§ **Aim**: How many lines in the entries below contain the word "white"? Reply with the number alone.

§ **Entries supplied**:
>> START

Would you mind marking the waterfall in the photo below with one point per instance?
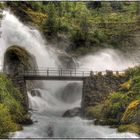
(47, 109)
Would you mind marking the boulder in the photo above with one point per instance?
(72, 92)
(73, 112)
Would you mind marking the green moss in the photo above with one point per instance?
(115, 105)
(6, 122)
(132, 113)
(134, 128)
(11, 110)
(94, 111)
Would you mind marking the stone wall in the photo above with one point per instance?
(97, 87)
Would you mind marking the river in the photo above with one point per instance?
(48, 108)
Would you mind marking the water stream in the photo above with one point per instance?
(47, 109)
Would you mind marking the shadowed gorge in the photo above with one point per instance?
(69, 70)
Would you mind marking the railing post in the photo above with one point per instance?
(83, 73)
(61, 71)
(47, 72)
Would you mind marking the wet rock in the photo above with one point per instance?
(72, 92)
(35, 92)
(73, 112)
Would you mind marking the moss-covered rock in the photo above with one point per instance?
(6, 122)
(132, 113)
(12, 113)
(94, 112)
(134, 128)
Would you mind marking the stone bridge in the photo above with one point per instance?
(96, 85)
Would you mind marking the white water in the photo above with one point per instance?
(48, 109)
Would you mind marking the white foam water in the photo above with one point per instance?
(47, 110)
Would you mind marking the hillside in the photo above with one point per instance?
(87, 26)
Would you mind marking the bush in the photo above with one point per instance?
(6, 122)
(11, 98)
(115, 105)
(94, 111)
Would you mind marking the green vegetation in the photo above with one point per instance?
(122, 108)
(12, 113)
(87, 25)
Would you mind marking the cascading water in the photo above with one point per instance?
(48, 107)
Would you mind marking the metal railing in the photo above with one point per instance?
(67, 72)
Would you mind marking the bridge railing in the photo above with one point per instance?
(58, 72)
(67, 72)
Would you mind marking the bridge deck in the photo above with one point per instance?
(60, 74)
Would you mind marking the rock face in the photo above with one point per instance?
(72, 112)
(96, 88)
(16, 61)
(72, 92)
(35, 92)
(132, 113)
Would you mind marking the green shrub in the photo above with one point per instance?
(94, 111)
(115, 105)
(6, 122)
(11, 98)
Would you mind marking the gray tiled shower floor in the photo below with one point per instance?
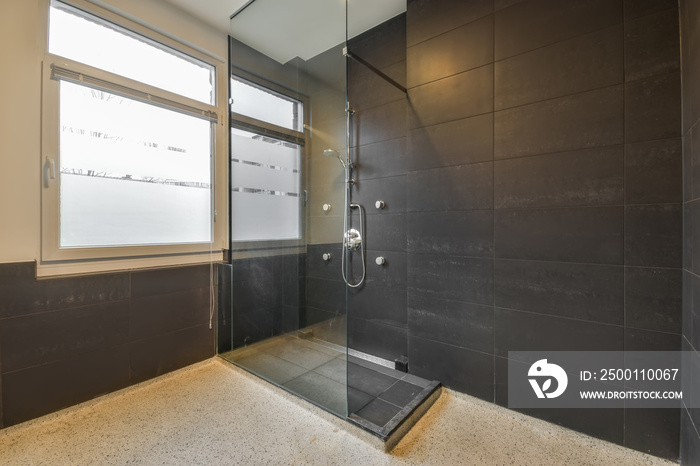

>> END

§ **Answer for the task**: 2